Turn the lines from the start through the one containing "148], [105, 153]]" into a two-column CSV with the headers input and output. Give one row per answer, with the text leading up to that answer in input and the answer itself in output; quote each field and replace its line breaks with spaces.

** Raw records **
§
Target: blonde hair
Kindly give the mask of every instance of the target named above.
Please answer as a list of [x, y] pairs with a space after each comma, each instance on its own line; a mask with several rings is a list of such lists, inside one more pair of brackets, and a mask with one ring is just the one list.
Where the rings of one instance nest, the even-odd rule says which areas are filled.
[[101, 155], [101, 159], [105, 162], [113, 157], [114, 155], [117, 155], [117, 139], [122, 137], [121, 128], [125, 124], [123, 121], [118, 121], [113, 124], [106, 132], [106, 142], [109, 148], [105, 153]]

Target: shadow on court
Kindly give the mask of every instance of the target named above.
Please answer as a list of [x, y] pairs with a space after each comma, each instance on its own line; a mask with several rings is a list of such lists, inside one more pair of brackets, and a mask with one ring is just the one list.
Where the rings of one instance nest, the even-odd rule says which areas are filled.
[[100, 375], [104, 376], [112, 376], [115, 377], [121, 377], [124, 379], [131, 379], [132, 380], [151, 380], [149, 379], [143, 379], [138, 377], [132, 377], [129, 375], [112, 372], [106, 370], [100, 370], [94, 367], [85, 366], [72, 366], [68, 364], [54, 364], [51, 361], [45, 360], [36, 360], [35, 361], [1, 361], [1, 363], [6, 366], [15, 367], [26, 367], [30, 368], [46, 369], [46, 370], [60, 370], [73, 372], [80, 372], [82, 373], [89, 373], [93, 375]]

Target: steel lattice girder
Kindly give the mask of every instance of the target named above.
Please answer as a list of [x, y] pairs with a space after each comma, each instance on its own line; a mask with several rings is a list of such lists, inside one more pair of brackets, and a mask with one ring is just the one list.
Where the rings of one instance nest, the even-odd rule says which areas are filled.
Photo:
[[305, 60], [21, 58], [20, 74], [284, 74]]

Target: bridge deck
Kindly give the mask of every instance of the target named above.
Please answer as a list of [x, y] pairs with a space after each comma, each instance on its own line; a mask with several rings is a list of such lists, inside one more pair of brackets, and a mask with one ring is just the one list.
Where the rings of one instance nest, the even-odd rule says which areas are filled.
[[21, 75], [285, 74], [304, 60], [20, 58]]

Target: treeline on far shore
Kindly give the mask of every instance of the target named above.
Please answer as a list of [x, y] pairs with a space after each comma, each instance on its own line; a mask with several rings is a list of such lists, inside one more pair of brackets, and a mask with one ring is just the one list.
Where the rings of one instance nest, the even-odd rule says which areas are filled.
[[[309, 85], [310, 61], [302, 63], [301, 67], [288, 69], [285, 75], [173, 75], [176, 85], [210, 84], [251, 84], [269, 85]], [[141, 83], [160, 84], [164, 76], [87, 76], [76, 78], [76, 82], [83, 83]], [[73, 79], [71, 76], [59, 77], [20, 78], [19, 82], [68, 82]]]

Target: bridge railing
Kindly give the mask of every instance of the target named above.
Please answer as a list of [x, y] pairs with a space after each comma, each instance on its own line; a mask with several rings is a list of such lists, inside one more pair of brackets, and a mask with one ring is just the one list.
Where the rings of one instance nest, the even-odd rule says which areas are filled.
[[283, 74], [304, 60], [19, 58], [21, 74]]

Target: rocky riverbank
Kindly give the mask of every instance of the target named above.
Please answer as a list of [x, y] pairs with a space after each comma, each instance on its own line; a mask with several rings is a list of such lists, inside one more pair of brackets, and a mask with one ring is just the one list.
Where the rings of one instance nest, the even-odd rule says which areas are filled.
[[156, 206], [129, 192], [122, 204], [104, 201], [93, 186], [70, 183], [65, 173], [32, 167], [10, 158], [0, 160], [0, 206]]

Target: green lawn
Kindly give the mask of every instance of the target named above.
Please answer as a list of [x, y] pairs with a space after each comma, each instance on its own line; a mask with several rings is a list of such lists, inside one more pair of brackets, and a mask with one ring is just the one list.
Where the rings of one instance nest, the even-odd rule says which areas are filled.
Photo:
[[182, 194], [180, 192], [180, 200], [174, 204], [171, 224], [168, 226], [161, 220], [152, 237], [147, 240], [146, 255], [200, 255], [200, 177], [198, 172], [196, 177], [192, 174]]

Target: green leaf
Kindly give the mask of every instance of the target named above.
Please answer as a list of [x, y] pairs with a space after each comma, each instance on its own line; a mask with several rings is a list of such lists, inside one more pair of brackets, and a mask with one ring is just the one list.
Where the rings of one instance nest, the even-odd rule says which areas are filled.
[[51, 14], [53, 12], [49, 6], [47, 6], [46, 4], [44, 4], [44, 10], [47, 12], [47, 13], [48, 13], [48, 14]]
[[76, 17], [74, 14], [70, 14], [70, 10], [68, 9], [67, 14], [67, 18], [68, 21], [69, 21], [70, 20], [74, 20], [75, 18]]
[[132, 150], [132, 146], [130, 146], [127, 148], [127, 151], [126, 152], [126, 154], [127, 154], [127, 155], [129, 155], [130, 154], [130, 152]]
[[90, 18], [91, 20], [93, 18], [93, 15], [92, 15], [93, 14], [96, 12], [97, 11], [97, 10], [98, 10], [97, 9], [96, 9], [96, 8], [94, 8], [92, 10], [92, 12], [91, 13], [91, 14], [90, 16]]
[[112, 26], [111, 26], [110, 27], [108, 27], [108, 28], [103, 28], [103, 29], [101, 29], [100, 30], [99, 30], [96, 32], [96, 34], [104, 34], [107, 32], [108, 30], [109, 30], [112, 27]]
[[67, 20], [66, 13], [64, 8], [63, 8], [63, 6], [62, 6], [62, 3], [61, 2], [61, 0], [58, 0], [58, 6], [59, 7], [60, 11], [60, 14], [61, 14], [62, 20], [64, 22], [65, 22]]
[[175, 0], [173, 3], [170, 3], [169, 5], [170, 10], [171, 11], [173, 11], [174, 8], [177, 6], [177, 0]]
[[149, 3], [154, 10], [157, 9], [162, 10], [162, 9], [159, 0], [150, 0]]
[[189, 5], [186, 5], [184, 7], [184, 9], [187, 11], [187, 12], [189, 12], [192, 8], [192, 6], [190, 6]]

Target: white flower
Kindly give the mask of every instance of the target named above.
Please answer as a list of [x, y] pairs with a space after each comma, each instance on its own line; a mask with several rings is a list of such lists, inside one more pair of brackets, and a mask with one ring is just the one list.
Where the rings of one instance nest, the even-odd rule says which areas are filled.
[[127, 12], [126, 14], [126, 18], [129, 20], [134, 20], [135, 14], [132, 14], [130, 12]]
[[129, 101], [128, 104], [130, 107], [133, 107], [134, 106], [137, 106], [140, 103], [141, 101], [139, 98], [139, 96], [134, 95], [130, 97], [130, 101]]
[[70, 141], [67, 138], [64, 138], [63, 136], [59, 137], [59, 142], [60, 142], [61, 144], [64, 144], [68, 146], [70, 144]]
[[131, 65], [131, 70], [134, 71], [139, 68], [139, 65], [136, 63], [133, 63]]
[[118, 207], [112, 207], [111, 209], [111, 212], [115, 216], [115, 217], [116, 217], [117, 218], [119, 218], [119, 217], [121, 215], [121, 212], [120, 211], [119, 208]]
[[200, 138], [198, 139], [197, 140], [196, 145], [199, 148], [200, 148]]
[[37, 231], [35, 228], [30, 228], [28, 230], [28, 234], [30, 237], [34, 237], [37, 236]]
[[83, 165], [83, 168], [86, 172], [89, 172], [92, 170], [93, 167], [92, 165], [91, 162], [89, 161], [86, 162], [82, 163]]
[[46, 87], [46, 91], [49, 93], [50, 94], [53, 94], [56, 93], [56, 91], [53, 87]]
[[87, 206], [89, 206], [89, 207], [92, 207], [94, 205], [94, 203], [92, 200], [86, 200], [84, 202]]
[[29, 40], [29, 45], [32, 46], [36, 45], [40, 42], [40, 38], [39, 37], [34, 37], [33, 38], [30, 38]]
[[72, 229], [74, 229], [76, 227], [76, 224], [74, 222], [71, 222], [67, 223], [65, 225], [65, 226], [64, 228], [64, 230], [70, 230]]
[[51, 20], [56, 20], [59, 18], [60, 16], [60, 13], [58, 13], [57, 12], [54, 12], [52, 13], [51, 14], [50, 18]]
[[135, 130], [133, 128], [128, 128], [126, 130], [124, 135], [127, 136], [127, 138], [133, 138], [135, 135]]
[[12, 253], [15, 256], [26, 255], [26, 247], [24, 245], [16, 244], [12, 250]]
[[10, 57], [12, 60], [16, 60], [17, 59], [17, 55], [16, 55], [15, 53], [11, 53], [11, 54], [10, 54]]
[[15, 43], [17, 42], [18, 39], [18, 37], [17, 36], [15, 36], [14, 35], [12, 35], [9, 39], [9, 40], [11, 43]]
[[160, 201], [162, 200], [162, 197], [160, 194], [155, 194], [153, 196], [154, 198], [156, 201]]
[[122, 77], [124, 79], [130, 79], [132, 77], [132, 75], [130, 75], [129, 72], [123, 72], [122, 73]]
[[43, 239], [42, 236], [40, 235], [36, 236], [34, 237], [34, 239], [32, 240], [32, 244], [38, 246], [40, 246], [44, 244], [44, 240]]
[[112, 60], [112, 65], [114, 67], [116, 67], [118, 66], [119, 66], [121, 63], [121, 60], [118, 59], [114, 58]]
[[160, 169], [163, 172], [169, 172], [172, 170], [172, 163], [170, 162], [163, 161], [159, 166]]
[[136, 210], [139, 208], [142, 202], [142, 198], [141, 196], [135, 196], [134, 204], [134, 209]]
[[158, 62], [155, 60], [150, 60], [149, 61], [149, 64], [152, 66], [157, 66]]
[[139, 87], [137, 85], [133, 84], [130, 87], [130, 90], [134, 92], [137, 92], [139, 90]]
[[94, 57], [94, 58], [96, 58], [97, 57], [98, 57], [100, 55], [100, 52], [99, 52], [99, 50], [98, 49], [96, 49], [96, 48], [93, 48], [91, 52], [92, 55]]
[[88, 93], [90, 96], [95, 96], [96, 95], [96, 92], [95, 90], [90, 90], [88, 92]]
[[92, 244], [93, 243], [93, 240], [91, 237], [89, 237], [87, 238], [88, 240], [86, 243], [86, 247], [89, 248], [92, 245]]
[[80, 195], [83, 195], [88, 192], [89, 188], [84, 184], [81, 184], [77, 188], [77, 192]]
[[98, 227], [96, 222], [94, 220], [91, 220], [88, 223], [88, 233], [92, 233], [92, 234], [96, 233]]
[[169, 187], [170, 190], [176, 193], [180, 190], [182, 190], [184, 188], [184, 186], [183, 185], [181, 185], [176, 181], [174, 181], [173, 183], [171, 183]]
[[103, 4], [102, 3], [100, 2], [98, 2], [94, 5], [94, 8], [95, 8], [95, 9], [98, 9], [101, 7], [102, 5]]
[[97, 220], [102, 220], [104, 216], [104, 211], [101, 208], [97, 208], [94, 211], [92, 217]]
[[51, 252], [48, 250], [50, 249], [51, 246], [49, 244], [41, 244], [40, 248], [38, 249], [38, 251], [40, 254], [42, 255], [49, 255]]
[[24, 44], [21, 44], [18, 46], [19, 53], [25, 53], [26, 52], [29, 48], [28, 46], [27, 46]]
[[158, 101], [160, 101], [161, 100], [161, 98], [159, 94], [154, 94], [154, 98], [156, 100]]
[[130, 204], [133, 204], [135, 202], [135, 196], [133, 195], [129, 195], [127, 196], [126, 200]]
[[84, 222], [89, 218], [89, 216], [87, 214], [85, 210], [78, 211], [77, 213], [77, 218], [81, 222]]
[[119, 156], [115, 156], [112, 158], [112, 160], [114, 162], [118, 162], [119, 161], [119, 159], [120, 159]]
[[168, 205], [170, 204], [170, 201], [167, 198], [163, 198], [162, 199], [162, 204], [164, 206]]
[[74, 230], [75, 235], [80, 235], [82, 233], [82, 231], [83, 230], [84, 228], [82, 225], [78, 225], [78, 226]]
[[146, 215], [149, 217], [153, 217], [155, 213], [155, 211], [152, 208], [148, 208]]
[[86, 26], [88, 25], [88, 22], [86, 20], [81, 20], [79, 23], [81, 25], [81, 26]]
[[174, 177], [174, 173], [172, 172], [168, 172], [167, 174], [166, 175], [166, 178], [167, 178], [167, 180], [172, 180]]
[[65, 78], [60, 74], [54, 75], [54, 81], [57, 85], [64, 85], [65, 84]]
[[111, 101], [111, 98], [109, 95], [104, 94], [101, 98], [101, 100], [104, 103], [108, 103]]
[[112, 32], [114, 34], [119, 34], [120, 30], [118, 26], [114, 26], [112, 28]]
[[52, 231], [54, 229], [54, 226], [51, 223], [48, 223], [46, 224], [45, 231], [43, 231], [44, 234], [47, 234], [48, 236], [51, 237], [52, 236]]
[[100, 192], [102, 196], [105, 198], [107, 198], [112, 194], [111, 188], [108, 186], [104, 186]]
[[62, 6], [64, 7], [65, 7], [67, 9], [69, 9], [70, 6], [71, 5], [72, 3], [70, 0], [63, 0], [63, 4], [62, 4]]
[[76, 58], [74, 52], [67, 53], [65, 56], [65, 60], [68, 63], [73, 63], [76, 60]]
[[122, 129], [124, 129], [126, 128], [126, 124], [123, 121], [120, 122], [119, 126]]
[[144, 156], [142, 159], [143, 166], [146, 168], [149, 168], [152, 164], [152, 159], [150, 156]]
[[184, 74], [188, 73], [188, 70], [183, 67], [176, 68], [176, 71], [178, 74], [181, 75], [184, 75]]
§
** Task answer **
input,output
"Target: blonde hair Kindly give the mask of every instance of the target named above. Please answer as a list of [x, y] pairs with a space after each comma, each instance on its own line; a mask with several rings is a list of such lists, inside one more pair of brackets, and a mask with one ring is just the one list. Where the rings of one instance nest, the even-odd rule says which areas are filled.","[[101, 155], [101, 159], [105, 162], [113, 157], [114, 155], [117, 155], [117, 139], [122, 137], [121, 128], [125, 124], [123, 121], [118, 121], [113, 124], [106, 132], [106, 142], [109, 148], [105, 153]]"